* _Text to read_
■ ■ ■ ■
Question

The function satisfies the identity

f(x) + f(y) = f(x+y) (1)

for all x and y. Show that 2f(x) = f(2x) and deduce that f '' (0) = 0. By considering the Maclaurin series for f(x),
find the most general function that satisfies (1).
[Do not consider issues of existence or convergence of Maaclaurin series in this question.]

Answer 1

@TuringTest help me! :P

Answer 2

@experimentX

Answer 3

First, it is clear to you that f(2x) = 2f(x), yes?

Answer 4

talk to me, I'll help you, but you need to be here.

Answer 5

yes it is, sorry I wasn't there. But everything after that I am not ok with. How do I deduce that f''(0) = 0 ?

Answer 6

Differentiate the equation
f(2x) = 2f(x)
twice

Answer 7

2f'(2x) = 2f'(x)
4f''(2x) = 2f''(x)
?

Answer 8

Right. Now evaluate that at zero and what do you get?
■ ■ ■ ■
* _Rows_
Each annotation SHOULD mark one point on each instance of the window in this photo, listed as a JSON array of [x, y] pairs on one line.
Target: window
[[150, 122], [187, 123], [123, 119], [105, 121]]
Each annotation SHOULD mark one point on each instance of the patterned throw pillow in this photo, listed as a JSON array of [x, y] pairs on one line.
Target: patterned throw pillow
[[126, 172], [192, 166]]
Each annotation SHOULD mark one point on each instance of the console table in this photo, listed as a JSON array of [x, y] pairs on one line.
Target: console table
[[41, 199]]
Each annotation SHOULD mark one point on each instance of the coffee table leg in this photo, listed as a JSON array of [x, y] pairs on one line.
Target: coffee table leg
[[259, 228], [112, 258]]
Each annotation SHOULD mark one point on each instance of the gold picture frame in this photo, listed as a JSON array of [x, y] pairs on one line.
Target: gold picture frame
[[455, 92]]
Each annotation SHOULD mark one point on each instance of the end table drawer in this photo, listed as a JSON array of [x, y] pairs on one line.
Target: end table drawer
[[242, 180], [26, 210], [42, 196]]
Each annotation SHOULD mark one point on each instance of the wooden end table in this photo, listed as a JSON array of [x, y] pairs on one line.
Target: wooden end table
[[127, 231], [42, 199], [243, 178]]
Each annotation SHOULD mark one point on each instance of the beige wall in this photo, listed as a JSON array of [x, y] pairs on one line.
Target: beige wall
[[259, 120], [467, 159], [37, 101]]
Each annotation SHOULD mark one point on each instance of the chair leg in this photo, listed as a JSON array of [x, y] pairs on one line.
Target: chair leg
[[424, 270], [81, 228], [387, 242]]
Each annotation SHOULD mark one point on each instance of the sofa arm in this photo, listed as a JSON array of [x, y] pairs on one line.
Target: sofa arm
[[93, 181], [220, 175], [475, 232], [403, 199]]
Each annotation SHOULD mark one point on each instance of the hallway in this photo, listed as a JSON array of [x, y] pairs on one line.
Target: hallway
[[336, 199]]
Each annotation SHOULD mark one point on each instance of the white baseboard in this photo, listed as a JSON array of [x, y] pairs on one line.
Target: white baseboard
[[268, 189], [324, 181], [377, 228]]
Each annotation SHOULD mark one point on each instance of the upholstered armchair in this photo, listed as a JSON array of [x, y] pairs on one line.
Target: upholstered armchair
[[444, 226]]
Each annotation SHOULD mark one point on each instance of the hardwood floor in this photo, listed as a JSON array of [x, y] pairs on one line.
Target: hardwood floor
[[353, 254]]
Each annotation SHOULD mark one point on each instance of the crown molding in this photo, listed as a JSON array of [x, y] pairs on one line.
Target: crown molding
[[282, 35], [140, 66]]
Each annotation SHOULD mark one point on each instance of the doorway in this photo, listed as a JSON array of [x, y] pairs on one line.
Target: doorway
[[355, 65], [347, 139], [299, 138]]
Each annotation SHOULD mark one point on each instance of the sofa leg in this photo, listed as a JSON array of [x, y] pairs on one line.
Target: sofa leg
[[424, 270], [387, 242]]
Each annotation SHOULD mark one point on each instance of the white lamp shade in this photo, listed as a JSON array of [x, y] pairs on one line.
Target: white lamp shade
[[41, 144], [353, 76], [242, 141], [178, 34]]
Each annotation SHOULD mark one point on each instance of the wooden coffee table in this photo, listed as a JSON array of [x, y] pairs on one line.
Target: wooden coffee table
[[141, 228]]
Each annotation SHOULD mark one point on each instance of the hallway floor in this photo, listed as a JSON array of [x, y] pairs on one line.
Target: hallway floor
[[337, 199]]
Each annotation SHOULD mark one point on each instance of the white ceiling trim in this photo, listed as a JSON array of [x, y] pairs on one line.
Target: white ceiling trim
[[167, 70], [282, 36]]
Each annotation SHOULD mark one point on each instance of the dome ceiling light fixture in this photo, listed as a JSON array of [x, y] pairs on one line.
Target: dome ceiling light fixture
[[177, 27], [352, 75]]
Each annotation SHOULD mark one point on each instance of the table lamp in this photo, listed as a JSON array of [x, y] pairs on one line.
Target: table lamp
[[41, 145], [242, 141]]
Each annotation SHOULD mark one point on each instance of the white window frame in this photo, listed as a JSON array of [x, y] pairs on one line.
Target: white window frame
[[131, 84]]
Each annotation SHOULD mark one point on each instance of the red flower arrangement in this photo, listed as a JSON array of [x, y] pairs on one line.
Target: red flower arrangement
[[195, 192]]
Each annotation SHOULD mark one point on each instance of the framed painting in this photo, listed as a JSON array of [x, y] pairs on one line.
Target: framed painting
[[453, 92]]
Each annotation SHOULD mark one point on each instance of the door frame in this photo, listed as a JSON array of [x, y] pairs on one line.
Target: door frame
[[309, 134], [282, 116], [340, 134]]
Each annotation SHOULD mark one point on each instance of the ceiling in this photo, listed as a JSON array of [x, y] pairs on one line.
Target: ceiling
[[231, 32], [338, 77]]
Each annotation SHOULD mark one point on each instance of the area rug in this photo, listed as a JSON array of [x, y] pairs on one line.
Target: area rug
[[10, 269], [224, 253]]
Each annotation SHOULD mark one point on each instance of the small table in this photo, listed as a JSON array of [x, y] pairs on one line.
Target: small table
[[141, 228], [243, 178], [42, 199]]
■ ■ ■ ■
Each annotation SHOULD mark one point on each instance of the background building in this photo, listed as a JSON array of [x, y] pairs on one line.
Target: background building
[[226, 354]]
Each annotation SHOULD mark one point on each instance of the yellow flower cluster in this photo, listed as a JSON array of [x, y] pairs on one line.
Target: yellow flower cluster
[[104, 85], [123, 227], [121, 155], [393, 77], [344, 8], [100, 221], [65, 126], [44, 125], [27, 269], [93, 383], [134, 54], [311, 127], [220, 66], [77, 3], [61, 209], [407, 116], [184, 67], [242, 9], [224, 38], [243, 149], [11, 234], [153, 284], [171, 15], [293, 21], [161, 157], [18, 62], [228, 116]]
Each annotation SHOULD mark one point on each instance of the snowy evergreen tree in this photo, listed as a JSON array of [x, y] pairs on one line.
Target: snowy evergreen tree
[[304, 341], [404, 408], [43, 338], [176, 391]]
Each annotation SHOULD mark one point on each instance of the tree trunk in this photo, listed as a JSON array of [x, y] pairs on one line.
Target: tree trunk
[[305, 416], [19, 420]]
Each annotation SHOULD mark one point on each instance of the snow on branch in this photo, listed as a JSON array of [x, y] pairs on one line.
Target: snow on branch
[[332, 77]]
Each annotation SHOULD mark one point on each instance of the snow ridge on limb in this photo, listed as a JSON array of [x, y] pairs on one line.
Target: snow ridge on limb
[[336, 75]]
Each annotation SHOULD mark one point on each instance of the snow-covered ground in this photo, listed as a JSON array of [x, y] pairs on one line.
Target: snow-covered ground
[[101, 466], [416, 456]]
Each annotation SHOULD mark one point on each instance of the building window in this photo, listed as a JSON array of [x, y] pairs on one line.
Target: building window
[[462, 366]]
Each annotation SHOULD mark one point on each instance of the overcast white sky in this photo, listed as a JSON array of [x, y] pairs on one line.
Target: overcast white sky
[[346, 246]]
■ ■ ■ ■
* _Exercises_
(1) Answer from the forum thread:
(a) What identity must the function satisfy for all x and y?
(b) Which equation is suggested to be differentiated twice?
(c) What result does the poster who agrees that f(2x) = 2f(x) ask how to deduce?
(2) Retype the stretch of the forum thread from "First, it is" through "that f''(0) = 0 ?".

* _Answers below_
(1)
(a) f(x) + f(y) = f(x+y)
(b) f(2x) = 2f(x)
(c) f''(0) = 0

(2)
First, it is clear to you that f(2x) = 2f(x), yes?

Answer 4

talk to me, I'll help you, but you need to be here.

Answer 5

yes it is, sorry I wasn't there. But everything after that I am not ok with. How do I deduce that f''(0) = 0 ?